#### RECORDS SHOWN ####
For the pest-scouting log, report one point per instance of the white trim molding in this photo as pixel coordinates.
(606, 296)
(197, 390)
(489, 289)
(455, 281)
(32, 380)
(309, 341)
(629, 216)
####
**GOAL OF THE EXERCISE**
Pull out each line of the entries above that contains the word "pixel" and copy it.

**OUTPUT BELOW**
For the pest-scouting log, report one point per instance of the white trim molding in this photo as pixel coordinates.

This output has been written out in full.